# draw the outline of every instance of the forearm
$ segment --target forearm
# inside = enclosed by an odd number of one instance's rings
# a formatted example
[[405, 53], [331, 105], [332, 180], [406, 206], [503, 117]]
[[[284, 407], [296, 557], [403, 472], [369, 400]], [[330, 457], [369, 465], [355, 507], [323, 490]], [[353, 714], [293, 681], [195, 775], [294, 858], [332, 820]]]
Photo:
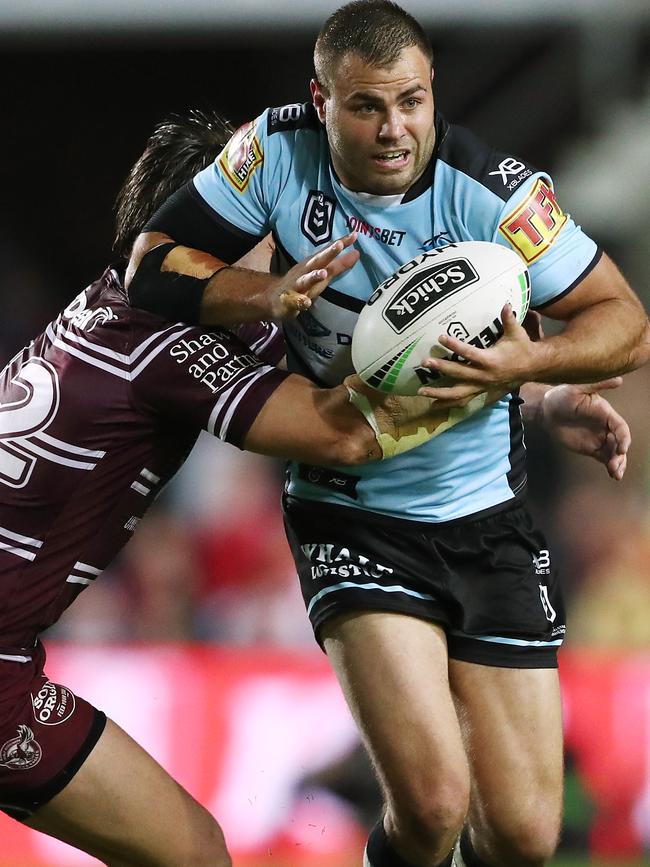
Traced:
[[523, 380], [593, 382], [643, 365], [650, 355], [650, 329], [640, 305], [611, 299], [576, 314], [560, 334], [530, 350]]
[[[227, 265], [210, 253], [184, 246], [176, 246], [169, 252], [162, 262], [159, 276], [155, 273], [148, 275], [147, 291], [143, 293], [138, 280], [135, 279], [138, 268], [141, 267], [147, 253], [169, 242], [173, 243], [173, 239], [160, 232], [147, 232], [139, 237], [129, 262], [125, 281], [127, 290], [132, 291], [133, 301], [137, 306], [142, 305], [145, 309], [160, 312], [162, 315], [167, 313], [168, 318], [174, 318], [164, 307], [163, 284], [169, 280], [170, 275], [178, 275], [196, 281], [196, 291], [200, 291], [201, 298], [200, 305], [197, 305], [198, 316], [193, 318], [195, 320], [198, 318], [201, 324], [222, 325], [228, 328], [247, 322], [271, 319], [277, 315], [278, 311], [272, 309], [273, 296], [269, 292], [279, 281], [277, 276]], [[158, 298], [156, 298], [157, 288], [160, 289]], [[147, 295], [151, 303], [148, 302]], [[157, 304], [160, 304], [158, 309], [156, 309]]]

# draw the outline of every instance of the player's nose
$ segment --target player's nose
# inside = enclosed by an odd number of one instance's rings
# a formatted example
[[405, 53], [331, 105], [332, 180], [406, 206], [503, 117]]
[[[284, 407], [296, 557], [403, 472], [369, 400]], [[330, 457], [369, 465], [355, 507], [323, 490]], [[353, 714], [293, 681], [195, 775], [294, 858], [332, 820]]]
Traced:
[[379, 138], [382, 141], [399, 141], [405, 133], [402, 114], [395, 109], [389, 109], [383, 118], [379, 130]]

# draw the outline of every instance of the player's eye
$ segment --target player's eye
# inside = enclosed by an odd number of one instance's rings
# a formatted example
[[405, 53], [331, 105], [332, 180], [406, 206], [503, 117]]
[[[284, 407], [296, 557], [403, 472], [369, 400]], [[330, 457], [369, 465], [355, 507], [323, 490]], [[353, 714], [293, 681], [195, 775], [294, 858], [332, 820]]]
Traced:
[[363, 105], [360, 105], [357, 109], [359, 114], [373, 114], [377, 111], [377, 106], [372, 102], [365, 102]]
[[420, 104], [420, 100], [416, 99], [414, 96], [409, 96], [408, 99], [405, 99], [402, 105], [404, 108], [417, 108]]

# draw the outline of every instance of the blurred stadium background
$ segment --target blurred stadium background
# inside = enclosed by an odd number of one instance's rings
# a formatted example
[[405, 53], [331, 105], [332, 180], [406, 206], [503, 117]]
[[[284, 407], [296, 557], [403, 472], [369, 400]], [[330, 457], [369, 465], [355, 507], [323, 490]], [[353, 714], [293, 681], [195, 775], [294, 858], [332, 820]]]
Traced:
[[[308, 98], [337, 2], [0, 2], [4, 362], [111, 259], [112, 205], [154, 123], [236, 125]], [[403, 0], [438, 107], [554, 176], [650, 301], [647, 0]], [[533, 508], [561, 552], [566, 824], [557, 865], [650, 864], [650, 370], [608, 395], [622, 483], [530, 430]], [[378, 795], [285, 545], [282, 467], [201, 439], [123, 556], [49, 636], [94, 700], [214, 810], [237, 867], [352, 867]], [[155, 806], [152, 805], [152, 809]], [[0, 867], [96, 864], [0, 817]]]

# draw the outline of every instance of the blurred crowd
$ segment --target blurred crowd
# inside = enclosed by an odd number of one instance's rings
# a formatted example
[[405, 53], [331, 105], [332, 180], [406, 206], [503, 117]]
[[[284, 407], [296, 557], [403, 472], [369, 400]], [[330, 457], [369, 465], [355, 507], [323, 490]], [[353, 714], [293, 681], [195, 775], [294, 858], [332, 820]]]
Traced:
[[[22, 251], [6, 240], [0, 247], [0, 292], [11, 299], [0, 322], [4, 364], [60, 301]], [[647, 368], [606, 392], [632, 429], [622, 482], [543, 430], [526, 432], [531, 508], [562, 563], [567, 644], [650, 646], [649, 392]], [[281, 462], [201, 434], [119, 559], [51, 637], [311, 644], [282, 526], [282, 485]]]

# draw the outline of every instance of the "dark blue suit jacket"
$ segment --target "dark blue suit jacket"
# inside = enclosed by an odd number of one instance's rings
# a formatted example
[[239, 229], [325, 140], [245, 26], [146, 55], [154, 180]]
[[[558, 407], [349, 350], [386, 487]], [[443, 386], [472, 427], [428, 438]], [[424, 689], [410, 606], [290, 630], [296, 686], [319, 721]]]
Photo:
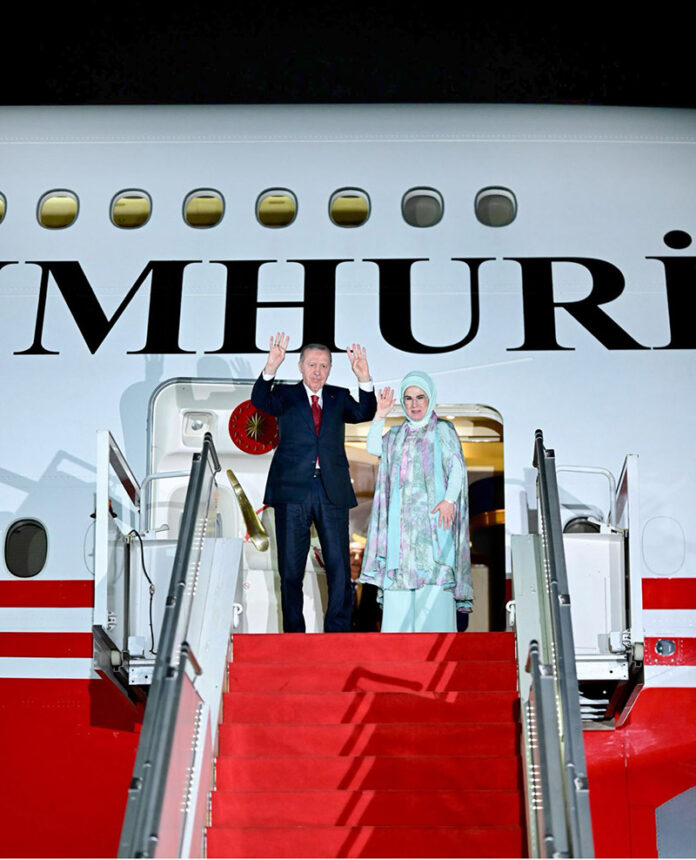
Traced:
[[317, 436], [304, 385], [277, 385], [259, 376], [251, 392], [257, 409], [278, 419], [280, 441], [266, 482], [264, 504], [302, 501], [313, 480], [319, 458], [321, 482], [334, 505], [357, 504], [344, 446], [345, 423], [371, 421], [377, 409], [374, 391], [359, 389], [354, 400], [347, 388], [325, 385], [322, 391], [321, 430]]

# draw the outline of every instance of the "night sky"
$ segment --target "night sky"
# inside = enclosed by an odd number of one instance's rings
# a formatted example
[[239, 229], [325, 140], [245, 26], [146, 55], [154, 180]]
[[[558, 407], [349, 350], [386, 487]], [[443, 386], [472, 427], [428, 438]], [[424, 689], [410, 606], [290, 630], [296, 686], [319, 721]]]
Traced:
[[693, 28], [665, 4], [529, 5], [27, 6], [3, 28], [0, 103], [696, 106]]

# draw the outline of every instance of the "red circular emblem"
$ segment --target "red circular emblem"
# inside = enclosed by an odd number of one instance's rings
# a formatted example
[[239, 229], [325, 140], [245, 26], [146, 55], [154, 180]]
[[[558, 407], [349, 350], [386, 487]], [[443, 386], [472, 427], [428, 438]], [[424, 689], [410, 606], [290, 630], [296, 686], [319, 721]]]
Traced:
[[245, 454], [265, 454], [278, 444], [278, 422], [245, 400], [230, 415], [230, 438]]

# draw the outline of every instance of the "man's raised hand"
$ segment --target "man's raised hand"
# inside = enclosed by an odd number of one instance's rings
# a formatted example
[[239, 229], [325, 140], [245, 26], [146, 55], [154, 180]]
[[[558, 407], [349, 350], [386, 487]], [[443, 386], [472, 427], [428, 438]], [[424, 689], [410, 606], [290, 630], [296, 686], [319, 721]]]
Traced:
[[285, 351], [290, 343], [290, 335], [286, 335], [284, 331], [278, 331], [275, 337], [270, 339], [268, 349], [268, 359], [263, 372], [268, 376], [275, 376], [276, 370], [280, 367], [285, 359]]
[[358, 382], [370, 381], [370, 368], [367, 364], [367, 353], [364, 346], [354, 343], [346, 349], [351, 370], [357, 376]]

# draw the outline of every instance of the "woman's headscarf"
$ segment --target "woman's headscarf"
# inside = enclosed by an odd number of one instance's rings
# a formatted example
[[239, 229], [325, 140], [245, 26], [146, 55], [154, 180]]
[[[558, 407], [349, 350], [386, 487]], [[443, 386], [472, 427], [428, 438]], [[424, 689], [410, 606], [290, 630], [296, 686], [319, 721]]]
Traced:
[[[412, 385], [415, 385], [417, 388], [420, 388], [428, 396], [428, 411], [419, 421], [414, 421], [413, 419], [409, 418], [408, 413], [406, 412], [406, 407], [404, 406], [404, 391], [406, 391], [406, 389], [410, 388]], [[437, 391], [435, 389], [435, 383], [423, 370], [412, 370], [410, 373], [407, 373], [406, 376], [404, 376], [404, 378], [401, 380], [401, 385], [399, 386], [399, 400], [401, 402], [401, 408], [404, 410], [404, 413], [406, 413], [406, 418], [413, 427], [423, 427], [425, 424], [428, 423], [428, 421], [430, 421], [430, 416], [432, 415], [433, 409], [435, 408], [436, 398]]]

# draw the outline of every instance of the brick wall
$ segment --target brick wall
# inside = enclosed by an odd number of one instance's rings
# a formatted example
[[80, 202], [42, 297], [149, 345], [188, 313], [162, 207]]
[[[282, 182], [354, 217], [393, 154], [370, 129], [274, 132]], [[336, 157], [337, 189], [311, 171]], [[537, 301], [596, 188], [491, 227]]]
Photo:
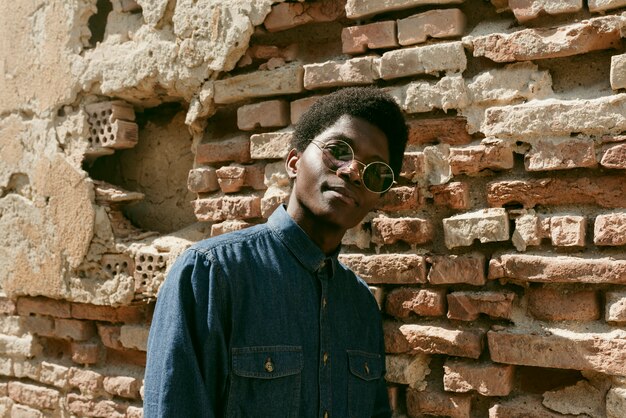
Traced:
[[[135, 2], [115, 7], [162, 25]], [[142, 416], [151, 312], [175, 256], [285, 202], [293, 124], [353, 85], [388, 91], [410, 127], [399, 184], [341, 255], [383, 312], [395, 416], [626, 416], [626, 1], [267, 12], [232, 69], [178, 98], [194, 155], [178, 189], [198, 223], [138, 229], [125, 208], [143, 194], [95, 181], [110, 227], [71, 291], [0, 298], [0, 416]], [[91, 162], [146, 132], [135, 113], [151, 99], [120, 91], [87, 100]]]

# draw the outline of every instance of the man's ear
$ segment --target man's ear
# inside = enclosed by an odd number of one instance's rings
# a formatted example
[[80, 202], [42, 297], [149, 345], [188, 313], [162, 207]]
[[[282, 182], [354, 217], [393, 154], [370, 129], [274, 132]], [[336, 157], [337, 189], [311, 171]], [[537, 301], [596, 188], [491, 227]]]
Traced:
[[298, 174], [298, 165], [300, 162], [300, 155], [302, 153], [297, 151], [295, 148], [292, 148], [287, 155], [287, 159], [285, 160], [285, 170], [287, 170], [287, 175], [290, 179], [295, 179]]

================

Each line above that has the word "dark" must be copied.

- Your solution:
# draw the outline of every instance of the "dark blue suit jacket"
$ segment --target "dark blue suit jacket"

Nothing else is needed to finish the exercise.